> What is expected
Rewrite every line of the records below as a JSON list of strings, one string per line, leaving out any blank lines.

Excerpts of labeled region data
[START]
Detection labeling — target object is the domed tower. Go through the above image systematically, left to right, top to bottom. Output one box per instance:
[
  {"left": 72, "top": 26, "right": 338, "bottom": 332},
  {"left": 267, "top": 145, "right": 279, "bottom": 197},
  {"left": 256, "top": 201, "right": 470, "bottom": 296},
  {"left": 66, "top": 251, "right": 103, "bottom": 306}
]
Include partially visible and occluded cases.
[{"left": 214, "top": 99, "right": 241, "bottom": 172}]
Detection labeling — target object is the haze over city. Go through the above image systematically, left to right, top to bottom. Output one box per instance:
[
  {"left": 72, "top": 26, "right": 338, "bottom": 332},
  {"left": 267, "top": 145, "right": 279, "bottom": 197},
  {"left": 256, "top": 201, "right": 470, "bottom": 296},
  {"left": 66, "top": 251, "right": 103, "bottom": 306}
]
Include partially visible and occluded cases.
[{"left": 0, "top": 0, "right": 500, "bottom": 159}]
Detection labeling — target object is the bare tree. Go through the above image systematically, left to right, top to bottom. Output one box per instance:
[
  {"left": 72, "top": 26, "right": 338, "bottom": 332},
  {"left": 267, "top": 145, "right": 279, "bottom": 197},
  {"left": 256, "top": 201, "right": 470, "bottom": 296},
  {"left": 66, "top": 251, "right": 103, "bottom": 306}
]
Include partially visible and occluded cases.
[END]
> Answer to the task
[
  "Detection labeling — target object is the domed tower. Go through the above image systematically, left to right, top to bottom. Output one box per instance:",
  "[",
  "  {\"left\": 72, \"top\": 26, \"right\": 338, \"bottom\": 332},",
  "  {\"left\": 267, \"top\": 145, \"right\": 279, \"bottom\": 197},",
  "  {\"left\": 256, \"top\": 201, \"right\": 470, \"bottom\": 296},",
  "  {\"left\": 66, \"top\": 251, \"right\": 103, \"bottom\": 306}",
  "]",
  "Include partially visible and occluded cases.",
  "[{\"left\": 214, \"top\": 99, \"right\": 241, \"bottom\": 172}]",
  "Detection labeling — target object is the haze over city. Go through the above image systematically, left to right, top to bottom. Output one box per instance:",
  "[",
  "  {\"left\": 72, \"top\": 26, \"right\": 338, \"bottom\": 332},",
  "  {\"left\": 267, \"top\": 145, \"right\": 279, \"bottom\": 197},",
  "  {\"left\": 256, \"top\": 201, \"right\": 470, \"bottom\": 296},",
  "  {\"left\": 66, \"top\": 251, \"right\": 103, \"bottom\": 306}",
  "]",
  "Include partially visible and occluded cases.",
  "[{\"left\": 0, \"top\": 0, \"right\": 500, \"bottom\": 159}]",
  "Detection labeling — target object is the bare tree. Go through the above image systematically, left to right, top to bottom. Output one box per instance:",
  "[",
  "  {\"left\": 72, \"top\": 26, \"right\": 338, \"bottom\": 332},",
  "  {\"left\": 267, \"top\": 145, \"right\": 279, \"bottom\": 197},",
  "  {\"left\": 256, \"top\": 201, \"right\": 470, \"bottom\": 296},",
  "  {\"left\": 66, \"top\": 251, \"right\": 103, \"bottom\": 306}",
  "]",
  "Include partially visible and occluded cases."
]